(Stored data)
----------------

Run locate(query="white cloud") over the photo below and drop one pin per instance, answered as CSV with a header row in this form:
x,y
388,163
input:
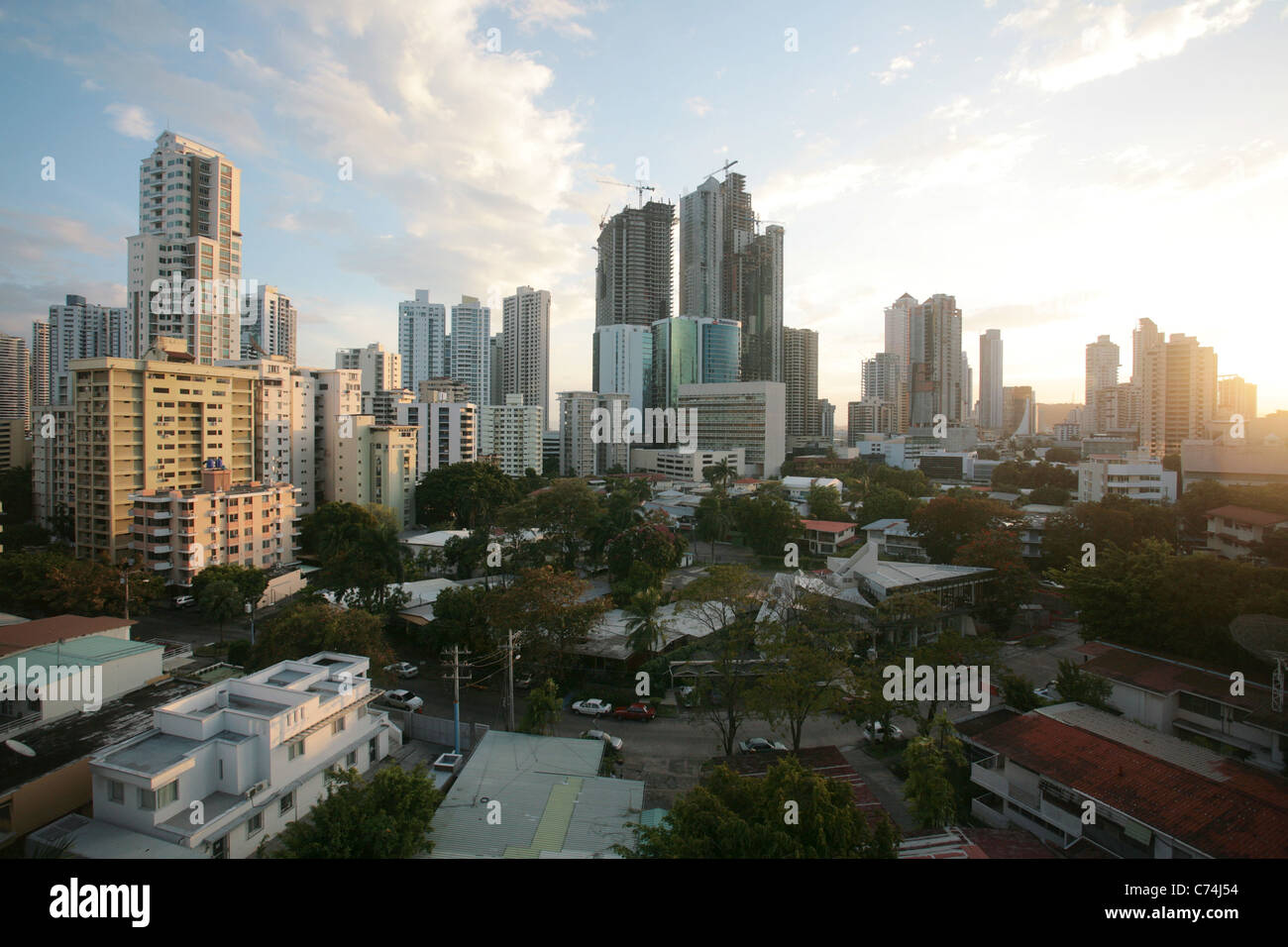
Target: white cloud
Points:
x,y
1067,46
132,121
697,105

----------------

TASK GOAL: Where a line of the data holds "cloud", show that line.

SOLVED EXERCISE:
Run locate(query="white cloud") over the photo below and drop one pin per instance, answered as CSV with a header row in this form:
Target: white cloud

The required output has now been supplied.